Exercise: Which lines below mention "instance"? Pick each one out.
Segment Start: Extracted information
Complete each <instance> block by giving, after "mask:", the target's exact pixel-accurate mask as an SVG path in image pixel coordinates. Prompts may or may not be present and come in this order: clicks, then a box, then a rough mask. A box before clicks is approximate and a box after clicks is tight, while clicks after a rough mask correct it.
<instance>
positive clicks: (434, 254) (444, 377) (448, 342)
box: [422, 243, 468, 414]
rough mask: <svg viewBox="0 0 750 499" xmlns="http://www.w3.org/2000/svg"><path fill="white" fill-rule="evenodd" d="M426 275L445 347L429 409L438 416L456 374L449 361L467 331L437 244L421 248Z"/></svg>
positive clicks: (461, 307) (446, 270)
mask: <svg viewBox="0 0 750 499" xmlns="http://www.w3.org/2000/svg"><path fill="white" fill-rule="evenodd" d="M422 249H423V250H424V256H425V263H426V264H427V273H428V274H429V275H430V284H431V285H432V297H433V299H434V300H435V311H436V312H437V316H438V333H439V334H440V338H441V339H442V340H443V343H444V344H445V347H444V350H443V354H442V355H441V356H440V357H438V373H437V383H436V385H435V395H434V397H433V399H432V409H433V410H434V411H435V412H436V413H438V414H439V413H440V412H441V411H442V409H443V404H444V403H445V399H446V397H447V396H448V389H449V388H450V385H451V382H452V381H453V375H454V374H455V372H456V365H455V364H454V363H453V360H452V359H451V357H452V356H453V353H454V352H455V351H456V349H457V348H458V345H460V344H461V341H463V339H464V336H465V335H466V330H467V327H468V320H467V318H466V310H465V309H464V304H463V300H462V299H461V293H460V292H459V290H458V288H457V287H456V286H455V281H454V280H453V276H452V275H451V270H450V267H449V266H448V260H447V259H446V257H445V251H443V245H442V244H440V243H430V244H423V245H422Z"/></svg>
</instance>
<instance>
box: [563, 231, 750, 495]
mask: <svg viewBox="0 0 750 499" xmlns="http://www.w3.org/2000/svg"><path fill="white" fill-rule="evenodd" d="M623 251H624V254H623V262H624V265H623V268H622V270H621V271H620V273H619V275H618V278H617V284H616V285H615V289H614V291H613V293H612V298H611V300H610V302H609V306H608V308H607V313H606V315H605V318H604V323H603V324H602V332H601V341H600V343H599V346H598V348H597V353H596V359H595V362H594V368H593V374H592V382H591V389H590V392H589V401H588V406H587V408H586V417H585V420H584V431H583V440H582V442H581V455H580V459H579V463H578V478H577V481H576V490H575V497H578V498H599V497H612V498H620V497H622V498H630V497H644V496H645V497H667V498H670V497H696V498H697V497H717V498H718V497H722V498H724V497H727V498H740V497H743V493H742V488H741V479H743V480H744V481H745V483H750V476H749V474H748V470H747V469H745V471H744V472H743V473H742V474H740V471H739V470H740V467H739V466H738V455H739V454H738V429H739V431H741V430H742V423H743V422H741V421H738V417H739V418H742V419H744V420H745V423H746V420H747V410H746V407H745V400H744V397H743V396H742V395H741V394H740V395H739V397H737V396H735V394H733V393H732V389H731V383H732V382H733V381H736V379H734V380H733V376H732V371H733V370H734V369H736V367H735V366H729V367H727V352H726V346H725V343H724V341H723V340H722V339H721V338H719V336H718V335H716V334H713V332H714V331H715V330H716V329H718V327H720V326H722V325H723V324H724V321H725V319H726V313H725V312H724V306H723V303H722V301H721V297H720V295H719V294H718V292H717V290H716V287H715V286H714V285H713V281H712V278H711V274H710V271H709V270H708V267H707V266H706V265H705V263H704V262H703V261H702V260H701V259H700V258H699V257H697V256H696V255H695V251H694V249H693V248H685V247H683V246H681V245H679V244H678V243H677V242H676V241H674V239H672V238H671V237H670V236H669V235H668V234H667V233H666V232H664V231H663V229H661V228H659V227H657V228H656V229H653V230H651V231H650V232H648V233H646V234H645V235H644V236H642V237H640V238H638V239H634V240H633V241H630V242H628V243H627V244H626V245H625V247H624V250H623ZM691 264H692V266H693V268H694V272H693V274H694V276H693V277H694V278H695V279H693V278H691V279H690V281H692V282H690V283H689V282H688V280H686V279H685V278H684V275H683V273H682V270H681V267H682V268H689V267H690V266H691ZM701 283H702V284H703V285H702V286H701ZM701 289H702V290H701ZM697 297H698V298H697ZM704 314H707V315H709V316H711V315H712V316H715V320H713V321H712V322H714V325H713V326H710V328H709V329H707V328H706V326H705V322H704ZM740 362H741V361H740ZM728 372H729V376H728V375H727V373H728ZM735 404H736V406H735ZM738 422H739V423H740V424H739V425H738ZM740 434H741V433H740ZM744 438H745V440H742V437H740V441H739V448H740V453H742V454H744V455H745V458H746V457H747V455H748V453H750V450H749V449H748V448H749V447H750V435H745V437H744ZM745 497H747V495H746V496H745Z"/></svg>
Segment End: Extracted information
Written response:
Complete each <instance> block by giving, after "mask:", the target's exact pixel-accurate mask as an SVG path in image pixel coordinates. Prompts may or may not be present and come in this order: clicks, then a box, then a rough mask. A box before clicks is approximate and a box after clicks is tight, while clicks after a rough mask correct it.
<instance>
</instance>
<instance>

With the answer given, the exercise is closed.